**Source passage**.
Birth of Johannes Rebmann (1820-1876) in Gerlingen, Germany. Rebmann was a missionary
and explorer in Africa. In 1848 he was the first European to see Mount
Kilimanjaro and in 1849 the first to see Mount Kenya.
January 16, 1838

Birth of Franz Brentano (1838-1917) in Marienberg, Germany. Brentano was a professor
of philosophy at the University of Würzburg. He was the nephew of
the poet Clemens Brentano. He was a priest of the Roman Catholic Church
and a professor of theology at the University of Würzburg. The doctrine
of papal infallibility, however, seems to have been the factor impelling
him to resign both offices. Later as an instructor at the University of
Vienna, his students included Sigmund Freud, Carl Stumpf and Edmund Husserl.
His most influential book is Psychologie vom empirischen Standpunkte
(1874).
January 16, 1917
The German minister, Arthur Zimmermann, sends a telegram through the
German ambassador in Washington to the German ambassador in Mexico offering
Mexico an alliance against the United States. He proposes that Mexico
will be assisted in retaking Texas, New Mexico and Arizona. The telegram
is intercepted and decoded by British intelligence and given to President
Woodrow Wilson. The telegram becomes instrumental in forming American
public opinion against Germany and for entering the war as Wilson gives
it to the press in March. (America will enter the war five weeks later.)

**Problem set**.
**A)** Reproduce the history calendar from "January 16, 1917" up to and including "five weeks later.)".
**B)** Based on the history calendar, is each statement true? Answer yes or no and quote the words that decide it. (i) Rebmann was the first European to see Mount Kilimanjaro. (ii) Freud was one of Brentano's students at the University of Würzburg. (iii) Wilson gave the telegram to the press in March.
The records below are from another source.

**Dataset**.

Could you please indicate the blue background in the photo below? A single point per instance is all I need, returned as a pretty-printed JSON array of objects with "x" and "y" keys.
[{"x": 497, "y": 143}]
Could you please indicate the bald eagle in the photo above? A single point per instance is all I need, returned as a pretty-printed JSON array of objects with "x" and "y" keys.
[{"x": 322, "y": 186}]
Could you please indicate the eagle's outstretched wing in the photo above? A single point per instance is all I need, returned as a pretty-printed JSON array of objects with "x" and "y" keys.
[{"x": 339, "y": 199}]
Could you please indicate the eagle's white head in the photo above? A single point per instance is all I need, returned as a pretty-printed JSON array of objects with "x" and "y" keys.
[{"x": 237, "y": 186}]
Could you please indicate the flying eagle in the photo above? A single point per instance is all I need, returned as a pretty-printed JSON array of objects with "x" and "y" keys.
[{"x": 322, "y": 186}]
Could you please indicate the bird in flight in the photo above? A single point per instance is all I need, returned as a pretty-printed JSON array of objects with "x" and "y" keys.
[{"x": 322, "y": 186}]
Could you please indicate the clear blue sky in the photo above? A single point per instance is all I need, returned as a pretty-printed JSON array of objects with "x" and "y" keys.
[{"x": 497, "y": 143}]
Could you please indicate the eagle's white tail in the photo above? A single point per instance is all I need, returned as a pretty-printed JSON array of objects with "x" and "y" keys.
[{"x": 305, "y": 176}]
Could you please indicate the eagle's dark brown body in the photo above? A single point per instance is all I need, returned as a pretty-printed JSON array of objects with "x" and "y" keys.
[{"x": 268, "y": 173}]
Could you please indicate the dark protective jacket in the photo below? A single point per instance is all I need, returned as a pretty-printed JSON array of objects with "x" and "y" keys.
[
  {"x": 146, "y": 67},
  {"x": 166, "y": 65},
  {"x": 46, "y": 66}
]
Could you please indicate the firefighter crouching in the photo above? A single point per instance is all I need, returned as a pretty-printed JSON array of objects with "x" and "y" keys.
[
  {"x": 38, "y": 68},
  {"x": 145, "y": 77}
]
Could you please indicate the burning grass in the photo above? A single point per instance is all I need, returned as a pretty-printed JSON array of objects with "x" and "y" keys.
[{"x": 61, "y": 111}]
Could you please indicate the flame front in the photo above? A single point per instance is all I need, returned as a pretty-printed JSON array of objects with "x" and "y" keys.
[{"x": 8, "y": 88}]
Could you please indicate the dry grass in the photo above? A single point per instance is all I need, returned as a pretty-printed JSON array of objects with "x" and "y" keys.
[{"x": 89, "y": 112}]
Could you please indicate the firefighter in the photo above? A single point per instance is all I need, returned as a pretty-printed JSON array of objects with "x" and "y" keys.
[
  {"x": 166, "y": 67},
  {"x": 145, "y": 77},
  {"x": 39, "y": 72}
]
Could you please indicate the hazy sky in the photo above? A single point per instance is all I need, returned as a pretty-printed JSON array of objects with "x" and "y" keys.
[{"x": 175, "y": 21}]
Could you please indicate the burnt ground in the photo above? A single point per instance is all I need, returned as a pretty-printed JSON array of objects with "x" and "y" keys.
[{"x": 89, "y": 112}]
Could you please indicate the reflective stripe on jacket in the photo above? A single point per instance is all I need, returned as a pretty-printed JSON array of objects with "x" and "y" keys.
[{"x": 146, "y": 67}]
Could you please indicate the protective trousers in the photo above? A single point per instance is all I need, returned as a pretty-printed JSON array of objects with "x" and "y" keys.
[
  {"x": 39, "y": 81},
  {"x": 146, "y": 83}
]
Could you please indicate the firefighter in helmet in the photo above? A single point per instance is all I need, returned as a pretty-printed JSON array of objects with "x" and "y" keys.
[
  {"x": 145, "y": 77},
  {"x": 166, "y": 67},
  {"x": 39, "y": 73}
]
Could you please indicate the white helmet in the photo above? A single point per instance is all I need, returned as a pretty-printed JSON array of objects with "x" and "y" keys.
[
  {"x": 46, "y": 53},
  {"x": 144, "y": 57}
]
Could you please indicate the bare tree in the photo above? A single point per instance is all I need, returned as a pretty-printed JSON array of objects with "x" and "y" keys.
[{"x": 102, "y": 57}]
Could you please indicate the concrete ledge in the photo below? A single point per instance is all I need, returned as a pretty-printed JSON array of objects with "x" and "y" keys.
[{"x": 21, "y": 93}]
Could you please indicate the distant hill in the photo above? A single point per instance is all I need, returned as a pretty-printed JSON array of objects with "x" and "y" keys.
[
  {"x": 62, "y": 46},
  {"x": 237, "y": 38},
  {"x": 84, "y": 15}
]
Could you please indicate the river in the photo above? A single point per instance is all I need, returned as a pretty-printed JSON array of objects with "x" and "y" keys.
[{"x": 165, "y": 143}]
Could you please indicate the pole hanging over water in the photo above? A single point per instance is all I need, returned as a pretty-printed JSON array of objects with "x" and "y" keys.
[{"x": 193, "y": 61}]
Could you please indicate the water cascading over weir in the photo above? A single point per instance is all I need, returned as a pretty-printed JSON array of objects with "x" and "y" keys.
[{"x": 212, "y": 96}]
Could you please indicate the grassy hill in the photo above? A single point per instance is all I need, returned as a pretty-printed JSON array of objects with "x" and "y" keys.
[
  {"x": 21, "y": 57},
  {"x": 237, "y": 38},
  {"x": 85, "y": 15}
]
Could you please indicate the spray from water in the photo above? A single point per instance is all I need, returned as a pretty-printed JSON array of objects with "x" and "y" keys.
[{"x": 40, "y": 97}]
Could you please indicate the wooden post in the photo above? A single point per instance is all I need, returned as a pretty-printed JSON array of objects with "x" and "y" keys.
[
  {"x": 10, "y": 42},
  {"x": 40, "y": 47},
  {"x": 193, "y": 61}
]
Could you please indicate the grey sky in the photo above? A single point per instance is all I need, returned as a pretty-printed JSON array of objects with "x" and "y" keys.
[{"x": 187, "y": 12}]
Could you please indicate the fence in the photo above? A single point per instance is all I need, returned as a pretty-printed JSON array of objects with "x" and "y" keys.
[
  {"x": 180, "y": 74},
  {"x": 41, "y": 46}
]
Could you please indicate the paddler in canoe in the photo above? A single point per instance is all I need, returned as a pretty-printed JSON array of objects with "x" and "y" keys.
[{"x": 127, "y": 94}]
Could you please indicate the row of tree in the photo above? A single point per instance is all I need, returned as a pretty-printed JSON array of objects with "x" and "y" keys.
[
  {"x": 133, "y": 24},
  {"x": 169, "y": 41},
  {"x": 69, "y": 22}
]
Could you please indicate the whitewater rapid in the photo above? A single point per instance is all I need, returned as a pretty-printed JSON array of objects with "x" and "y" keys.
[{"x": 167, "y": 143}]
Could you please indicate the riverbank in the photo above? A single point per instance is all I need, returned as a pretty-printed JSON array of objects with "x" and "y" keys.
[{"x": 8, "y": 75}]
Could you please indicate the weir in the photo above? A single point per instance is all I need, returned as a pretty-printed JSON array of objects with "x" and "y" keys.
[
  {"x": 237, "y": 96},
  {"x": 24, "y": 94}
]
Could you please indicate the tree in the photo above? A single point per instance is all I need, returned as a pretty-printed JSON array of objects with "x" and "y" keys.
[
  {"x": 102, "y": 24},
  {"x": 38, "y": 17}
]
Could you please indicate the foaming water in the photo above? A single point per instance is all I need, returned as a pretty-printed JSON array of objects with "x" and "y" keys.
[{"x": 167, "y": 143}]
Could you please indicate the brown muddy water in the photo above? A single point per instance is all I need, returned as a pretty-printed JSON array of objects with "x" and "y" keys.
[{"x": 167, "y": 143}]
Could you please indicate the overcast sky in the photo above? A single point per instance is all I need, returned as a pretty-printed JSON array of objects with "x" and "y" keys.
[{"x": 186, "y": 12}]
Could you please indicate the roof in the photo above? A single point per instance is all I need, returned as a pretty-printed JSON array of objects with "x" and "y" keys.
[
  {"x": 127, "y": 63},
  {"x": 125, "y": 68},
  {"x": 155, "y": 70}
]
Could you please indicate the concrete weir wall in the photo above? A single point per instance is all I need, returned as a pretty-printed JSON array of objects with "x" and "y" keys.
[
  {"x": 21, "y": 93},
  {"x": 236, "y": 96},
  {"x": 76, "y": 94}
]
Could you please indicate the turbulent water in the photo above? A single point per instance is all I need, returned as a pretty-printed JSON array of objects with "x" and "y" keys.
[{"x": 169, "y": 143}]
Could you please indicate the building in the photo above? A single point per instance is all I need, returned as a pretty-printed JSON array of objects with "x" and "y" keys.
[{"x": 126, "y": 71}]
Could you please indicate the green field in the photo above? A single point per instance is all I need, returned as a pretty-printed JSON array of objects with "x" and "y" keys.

**Results for each task**.
**A)**
January 16, 1917
The German minister, Arthur Zimmermann, sends a telegram through the
German ambassador in Washington to the German ambassador in Mexico offering
Mexico an alliance against the United States. He proposes that Mexico
will be assisted in retaking Texas, New Mexico and Arizona. The telegram
is intercepted and decoded by British intelligence and given to President
Woodrow Wilson. The telegram becomes instrumental in forming American
public opinion against Germany and for entering the war as Wilson gives
it to the press in March. (America will enter the war five weeks later.)

**B)**
(i) Yes: "In 1848 he was the first European to see Mount Kilimanjaro"
(ii) No: "Later as an instructor at the University of Vienna, his students included Sigmund Freud, Carl Stumpf and Edmund Husserl."
(iii) Yes: "as Wilson gives it to the press in March"